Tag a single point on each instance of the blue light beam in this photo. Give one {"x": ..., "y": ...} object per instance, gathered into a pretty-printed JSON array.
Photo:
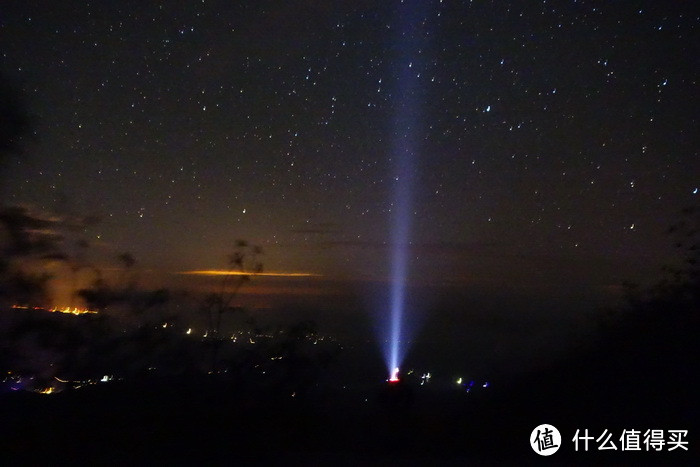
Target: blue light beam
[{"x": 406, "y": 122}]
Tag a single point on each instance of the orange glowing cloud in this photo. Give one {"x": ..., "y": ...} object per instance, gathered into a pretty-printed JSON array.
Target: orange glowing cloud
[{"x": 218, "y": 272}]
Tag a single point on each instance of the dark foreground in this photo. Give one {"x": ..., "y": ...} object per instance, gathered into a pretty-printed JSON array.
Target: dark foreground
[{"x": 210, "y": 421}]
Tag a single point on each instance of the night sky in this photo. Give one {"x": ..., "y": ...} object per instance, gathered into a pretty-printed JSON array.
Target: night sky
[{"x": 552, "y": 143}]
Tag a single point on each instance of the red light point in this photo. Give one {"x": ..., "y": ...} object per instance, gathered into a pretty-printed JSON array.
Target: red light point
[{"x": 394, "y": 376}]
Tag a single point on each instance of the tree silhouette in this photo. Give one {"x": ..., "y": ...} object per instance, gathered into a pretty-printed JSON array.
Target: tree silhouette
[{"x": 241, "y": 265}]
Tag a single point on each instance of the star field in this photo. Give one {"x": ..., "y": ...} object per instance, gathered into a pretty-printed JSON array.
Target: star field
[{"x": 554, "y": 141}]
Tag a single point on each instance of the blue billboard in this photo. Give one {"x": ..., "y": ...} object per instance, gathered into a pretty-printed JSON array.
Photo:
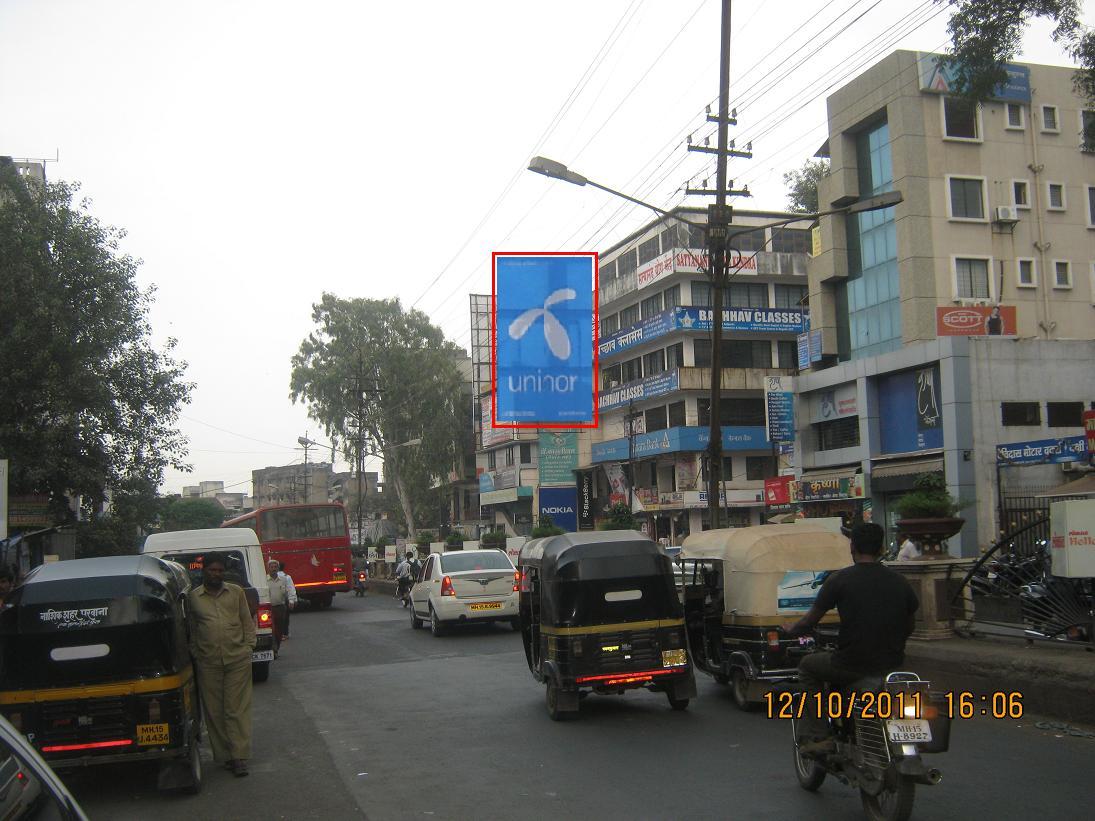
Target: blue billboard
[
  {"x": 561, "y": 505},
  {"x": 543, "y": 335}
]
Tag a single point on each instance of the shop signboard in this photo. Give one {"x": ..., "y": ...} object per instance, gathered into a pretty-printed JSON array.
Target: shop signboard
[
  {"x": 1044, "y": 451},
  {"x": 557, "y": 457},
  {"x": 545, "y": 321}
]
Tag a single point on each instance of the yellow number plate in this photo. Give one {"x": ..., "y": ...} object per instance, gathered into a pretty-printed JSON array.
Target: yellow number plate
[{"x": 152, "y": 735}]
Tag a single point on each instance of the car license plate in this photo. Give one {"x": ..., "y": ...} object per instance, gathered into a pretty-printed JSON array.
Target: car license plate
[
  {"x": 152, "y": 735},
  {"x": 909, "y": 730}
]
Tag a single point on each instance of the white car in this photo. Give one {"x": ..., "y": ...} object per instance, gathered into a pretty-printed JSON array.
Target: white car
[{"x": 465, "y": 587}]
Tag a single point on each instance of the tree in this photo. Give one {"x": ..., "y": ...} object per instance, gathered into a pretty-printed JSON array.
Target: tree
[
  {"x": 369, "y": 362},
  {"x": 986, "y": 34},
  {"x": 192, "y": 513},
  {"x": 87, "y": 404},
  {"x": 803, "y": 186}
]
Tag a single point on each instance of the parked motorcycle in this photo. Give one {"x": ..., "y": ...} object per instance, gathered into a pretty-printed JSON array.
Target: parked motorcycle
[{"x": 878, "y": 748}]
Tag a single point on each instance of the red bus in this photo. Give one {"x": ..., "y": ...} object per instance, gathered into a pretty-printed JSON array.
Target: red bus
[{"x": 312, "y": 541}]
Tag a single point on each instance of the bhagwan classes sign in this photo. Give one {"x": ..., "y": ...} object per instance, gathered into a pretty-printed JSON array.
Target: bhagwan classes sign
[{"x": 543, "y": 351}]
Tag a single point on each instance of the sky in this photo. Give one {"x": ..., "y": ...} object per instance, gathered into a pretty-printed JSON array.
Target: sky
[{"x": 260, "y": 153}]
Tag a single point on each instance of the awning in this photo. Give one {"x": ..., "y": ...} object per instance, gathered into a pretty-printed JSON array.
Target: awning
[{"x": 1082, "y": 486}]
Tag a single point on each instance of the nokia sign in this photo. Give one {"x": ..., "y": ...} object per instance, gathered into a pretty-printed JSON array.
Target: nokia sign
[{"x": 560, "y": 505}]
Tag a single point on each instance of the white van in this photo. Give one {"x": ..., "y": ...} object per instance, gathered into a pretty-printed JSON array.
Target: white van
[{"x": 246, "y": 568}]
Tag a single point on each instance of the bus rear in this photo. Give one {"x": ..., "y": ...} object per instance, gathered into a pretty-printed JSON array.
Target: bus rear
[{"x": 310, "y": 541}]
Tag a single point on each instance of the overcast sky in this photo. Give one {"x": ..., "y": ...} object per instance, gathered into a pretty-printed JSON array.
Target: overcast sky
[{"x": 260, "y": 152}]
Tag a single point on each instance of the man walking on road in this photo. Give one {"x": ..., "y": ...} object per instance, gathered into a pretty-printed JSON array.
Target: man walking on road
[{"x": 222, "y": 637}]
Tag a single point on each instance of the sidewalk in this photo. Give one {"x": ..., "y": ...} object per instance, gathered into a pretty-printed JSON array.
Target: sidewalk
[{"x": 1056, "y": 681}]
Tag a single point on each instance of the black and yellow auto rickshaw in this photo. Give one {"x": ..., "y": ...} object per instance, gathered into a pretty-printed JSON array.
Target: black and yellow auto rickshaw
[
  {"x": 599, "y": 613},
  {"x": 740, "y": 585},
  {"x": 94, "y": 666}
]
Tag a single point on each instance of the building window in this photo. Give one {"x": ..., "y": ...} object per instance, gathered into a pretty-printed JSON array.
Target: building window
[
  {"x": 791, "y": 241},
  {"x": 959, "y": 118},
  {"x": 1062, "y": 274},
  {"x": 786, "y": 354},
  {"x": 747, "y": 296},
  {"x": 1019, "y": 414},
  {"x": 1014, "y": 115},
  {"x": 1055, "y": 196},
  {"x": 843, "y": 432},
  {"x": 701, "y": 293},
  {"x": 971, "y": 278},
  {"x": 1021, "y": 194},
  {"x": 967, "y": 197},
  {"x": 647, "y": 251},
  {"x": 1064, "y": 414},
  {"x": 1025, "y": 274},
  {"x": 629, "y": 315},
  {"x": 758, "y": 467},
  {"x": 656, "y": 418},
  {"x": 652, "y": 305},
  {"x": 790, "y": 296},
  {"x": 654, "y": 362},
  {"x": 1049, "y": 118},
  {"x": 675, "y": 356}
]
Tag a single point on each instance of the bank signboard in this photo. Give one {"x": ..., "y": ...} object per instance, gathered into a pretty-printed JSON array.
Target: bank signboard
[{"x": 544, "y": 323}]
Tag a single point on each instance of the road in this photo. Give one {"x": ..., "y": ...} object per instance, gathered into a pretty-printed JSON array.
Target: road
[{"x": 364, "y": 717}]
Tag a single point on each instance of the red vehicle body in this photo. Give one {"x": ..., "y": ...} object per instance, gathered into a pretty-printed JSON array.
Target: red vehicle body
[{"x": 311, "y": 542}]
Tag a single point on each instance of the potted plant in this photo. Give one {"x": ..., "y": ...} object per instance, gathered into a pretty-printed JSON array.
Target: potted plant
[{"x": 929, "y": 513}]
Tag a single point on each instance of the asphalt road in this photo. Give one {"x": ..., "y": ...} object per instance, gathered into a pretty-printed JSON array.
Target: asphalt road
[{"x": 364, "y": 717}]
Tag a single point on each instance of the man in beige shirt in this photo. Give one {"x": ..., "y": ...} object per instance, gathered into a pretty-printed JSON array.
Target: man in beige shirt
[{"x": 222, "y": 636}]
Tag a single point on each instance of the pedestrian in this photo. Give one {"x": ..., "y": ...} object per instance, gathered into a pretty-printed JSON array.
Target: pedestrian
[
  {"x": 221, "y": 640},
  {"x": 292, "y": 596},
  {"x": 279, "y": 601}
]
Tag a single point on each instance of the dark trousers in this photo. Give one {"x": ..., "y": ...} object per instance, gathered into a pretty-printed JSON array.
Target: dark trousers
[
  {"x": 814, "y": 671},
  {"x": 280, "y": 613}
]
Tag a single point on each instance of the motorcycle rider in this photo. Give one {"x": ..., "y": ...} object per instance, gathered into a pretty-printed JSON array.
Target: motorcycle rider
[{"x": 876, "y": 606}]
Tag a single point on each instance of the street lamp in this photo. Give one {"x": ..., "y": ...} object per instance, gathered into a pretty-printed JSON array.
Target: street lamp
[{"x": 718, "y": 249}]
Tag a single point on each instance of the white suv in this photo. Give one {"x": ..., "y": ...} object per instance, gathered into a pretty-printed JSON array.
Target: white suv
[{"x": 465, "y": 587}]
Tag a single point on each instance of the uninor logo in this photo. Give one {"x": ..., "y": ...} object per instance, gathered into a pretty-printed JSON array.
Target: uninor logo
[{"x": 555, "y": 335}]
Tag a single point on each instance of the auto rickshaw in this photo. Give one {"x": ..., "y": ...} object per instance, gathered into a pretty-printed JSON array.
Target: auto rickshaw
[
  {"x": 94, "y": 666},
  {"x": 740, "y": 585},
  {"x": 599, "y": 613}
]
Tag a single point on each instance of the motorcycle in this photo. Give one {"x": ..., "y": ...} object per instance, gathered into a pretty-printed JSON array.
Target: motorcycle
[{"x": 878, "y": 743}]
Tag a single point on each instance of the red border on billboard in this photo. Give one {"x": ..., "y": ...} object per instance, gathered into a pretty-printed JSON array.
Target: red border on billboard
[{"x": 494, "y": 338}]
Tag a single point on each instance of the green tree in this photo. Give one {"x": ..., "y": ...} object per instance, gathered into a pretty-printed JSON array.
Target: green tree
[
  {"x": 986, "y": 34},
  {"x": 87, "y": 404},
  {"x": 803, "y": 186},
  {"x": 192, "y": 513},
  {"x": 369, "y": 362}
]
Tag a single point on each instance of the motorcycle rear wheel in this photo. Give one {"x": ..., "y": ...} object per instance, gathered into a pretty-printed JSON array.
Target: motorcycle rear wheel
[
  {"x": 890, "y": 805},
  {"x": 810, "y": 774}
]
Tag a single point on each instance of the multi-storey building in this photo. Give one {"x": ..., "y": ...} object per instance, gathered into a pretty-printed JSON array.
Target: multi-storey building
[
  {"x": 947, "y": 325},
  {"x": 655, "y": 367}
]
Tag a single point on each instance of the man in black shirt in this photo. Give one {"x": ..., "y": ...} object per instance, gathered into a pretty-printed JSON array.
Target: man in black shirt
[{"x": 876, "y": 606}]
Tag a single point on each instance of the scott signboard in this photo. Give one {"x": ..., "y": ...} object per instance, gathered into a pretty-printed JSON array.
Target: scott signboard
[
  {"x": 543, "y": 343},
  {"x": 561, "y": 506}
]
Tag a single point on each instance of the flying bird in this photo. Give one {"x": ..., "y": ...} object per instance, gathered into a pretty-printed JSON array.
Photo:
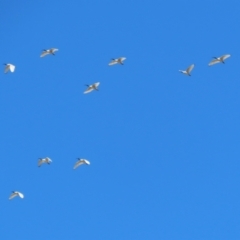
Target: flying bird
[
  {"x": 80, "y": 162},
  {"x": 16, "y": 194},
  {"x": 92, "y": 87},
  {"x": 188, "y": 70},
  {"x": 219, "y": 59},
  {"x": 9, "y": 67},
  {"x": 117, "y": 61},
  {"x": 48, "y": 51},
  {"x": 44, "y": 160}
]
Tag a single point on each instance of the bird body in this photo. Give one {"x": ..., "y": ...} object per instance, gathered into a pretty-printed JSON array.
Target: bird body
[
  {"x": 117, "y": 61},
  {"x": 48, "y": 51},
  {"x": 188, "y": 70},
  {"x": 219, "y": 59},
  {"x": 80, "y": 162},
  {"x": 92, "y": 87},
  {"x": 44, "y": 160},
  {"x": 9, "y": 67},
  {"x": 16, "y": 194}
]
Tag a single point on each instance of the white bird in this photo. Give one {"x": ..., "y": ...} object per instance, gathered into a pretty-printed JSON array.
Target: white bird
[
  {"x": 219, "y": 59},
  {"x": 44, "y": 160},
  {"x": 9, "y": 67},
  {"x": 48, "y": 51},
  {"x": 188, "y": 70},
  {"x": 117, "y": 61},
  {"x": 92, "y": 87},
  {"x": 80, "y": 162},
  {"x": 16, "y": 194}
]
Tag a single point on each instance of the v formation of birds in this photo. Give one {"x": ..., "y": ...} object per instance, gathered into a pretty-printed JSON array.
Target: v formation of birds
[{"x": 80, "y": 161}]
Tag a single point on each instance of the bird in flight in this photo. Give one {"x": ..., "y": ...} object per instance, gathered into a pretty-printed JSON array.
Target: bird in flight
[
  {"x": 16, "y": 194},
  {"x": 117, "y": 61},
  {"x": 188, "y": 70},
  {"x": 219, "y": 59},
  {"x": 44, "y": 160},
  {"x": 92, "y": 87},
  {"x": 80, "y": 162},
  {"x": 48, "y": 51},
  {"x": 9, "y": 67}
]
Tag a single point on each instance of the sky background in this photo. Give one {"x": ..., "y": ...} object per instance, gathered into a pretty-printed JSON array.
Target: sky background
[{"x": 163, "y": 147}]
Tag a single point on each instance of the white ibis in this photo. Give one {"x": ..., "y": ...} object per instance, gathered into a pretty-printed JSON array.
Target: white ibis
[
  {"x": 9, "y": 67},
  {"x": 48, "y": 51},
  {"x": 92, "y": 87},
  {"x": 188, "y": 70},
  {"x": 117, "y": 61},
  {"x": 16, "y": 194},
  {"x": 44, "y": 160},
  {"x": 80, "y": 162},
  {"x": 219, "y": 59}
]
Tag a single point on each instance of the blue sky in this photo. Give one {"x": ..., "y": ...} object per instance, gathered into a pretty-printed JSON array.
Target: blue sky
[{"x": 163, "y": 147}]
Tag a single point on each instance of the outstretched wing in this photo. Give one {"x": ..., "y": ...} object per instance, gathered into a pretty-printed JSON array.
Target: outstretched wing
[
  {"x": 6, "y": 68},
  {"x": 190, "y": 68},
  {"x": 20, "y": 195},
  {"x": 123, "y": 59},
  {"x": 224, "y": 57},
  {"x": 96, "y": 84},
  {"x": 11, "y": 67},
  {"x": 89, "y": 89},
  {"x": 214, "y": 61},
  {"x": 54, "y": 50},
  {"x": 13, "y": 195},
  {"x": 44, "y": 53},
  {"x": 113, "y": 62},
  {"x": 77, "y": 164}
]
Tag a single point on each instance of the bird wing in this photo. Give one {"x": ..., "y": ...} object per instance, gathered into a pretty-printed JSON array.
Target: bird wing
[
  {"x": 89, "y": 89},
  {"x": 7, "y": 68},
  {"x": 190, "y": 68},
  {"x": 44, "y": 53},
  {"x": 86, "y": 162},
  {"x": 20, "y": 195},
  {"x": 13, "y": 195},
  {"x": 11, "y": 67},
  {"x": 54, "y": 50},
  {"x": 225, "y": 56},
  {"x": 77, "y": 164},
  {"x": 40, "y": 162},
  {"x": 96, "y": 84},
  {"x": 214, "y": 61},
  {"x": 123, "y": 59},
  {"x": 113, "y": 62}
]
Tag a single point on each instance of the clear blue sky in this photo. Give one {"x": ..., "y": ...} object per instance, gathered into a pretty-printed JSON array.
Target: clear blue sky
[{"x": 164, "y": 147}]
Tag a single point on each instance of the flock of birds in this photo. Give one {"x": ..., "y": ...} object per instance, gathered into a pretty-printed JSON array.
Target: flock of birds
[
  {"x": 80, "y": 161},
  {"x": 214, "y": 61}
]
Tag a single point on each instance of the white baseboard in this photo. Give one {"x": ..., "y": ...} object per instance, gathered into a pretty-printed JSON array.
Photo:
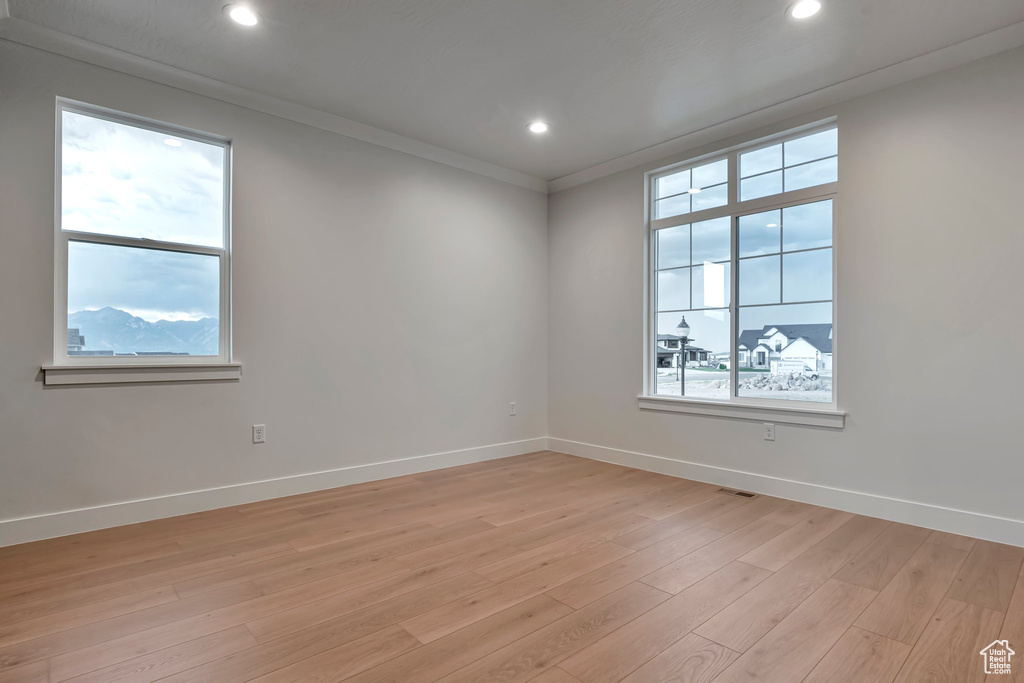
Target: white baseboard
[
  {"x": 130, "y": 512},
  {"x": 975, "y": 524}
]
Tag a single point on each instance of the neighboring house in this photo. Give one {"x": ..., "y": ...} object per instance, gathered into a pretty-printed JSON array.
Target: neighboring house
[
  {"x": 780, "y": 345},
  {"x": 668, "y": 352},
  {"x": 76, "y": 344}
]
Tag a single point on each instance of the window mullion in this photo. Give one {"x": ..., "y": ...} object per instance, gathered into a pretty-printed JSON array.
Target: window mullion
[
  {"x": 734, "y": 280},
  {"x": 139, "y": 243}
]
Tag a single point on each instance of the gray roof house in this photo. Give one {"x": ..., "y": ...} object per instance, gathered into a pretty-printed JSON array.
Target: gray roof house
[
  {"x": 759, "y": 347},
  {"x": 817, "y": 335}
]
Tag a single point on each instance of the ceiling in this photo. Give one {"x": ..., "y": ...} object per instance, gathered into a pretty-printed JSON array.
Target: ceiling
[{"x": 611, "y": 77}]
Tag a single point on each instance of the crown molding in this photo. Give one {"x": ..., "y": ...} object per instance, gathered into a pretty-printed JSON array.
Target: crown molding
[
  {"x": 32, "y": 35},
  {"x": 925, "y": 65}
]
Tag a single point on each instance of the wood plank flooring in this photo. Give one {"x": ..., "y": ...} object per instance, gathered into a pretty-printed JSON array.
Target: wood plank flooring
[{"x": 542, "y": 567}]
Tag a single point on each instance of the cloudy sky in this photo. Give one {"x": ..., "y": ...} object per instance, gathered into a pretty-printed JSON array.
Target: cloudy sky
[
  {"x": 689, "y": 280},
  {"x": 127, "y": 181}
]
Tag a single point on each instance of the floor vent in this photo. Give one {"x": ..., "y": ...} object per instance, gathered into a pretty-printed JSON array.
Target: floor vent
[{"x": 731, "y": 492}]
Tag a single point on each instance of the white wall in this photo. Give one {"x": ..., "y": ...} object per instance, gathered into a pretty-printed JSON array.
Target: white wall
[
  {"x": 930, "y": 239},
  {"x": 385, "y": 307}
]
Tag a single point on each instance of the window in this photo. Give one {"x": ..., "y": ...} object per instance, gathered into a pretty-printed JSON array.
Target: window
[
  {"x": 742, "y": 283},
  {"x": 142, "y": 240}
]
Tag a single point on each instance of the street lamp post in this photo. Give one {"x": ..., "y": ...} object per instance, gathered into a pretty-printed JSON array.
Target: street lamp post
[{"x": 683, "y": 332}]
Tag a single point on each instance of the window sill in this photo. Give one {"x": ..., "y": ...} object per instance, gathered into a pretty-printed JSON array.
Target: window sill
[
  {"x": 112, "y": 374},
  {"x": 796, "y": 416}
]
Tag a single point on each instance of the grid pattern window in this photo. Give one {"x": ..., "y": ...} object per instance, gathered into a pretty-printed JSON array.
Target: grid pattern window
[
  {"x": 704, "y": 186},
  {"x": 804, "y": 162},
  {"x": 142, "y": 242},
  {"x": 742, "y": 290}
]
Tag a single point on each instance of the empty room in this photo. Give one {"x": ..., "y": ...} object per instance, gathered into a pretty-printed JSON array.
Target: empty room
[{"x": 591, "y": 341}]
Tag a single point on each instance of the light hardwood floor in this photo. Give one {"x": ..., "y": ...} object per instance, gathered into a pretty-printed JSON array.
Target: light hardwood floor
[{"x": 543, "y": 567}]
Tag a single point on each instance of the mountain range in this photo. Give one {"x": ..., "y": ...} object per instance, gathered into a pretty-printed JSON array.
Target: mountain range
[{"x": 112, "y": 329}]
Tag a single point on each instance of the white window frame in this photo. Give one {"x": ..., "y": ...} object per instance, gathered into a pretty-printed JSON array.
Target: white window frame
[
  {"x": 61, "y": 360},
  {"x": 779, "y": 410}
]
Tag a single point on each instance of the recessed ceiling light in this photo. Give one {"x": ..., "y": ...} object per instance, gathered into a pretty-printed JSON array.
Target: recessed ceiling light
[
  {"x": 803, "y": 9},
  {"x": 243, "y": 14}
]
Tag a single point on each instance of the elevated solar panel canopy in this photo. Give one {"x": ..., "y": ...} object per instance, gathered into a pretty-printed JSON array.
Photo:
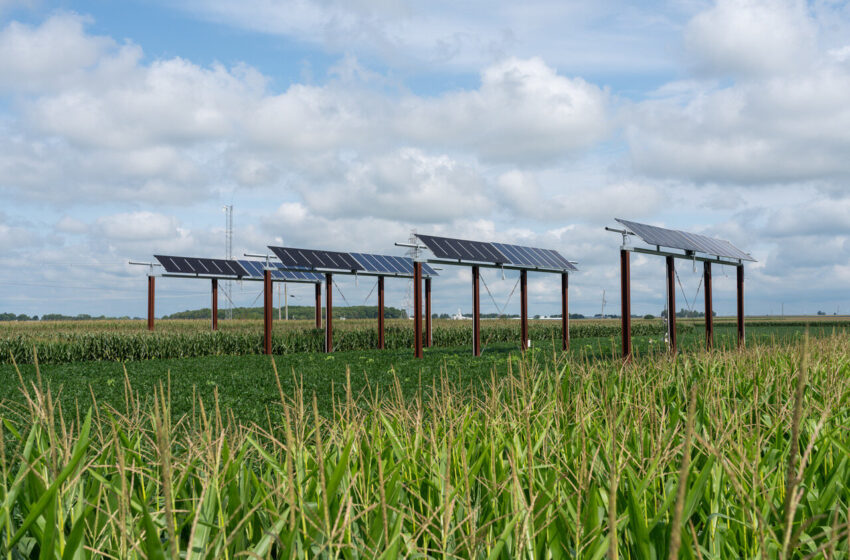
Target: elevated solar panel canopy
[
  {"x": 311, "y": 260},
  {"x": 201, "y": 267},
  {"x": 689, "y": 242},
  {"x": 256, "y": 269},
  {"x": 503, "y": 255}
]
☆ ☆ ☆ ☆
PROBLEM REQUIREMENTS: Omit the pictures, then extract verbatim only those lines that fall between the line containing "Tag a single point on each instance of the mountain" and the final line of the records above, both included.

SOLUTION FOR THIS PROBLEM:
Tag a single point on each instance of the mountain range in this photo. Give one {"x": ..., "y": ...} object per instance, gathered into a pretty-printed JSON array.
Target: mountain range
[{"x": 112, "y": 329}]
Tag a single point on each instance of the white window frame in this photo. Give one {"x": ..., "y": ...} object per instance, gathered into a pretty-printed JSON array.
Target: white window frame
[
  {"x": 61, "y": 360},
  {"x": 779, "y": 410}
]
Tag a single point on each instance of the recessed ceiling light in this photo. Give one {"x": ..., "y": ...} object per instance, gathered into a pretty-printed JSON array.
Target: recessed ceiling light
[
  {"x": 803, "y": 9},
  {"x": 243, "y": 14}
]
Tag a single point on each instance of the elevated solar panel canopy in this photo. Give one {"x": ..., "y": ...} object per instance, gathered into a pretty-printed JSON array.
Photo:
Target: elevated solar panel canopy
[
  {"x": 311, "y": 260},
  {"x": 201, "y": 267},
  {"x": 689, "y": 242},
  {"x": 256, "y": 269},
  {"x": 503, "y": 255}
]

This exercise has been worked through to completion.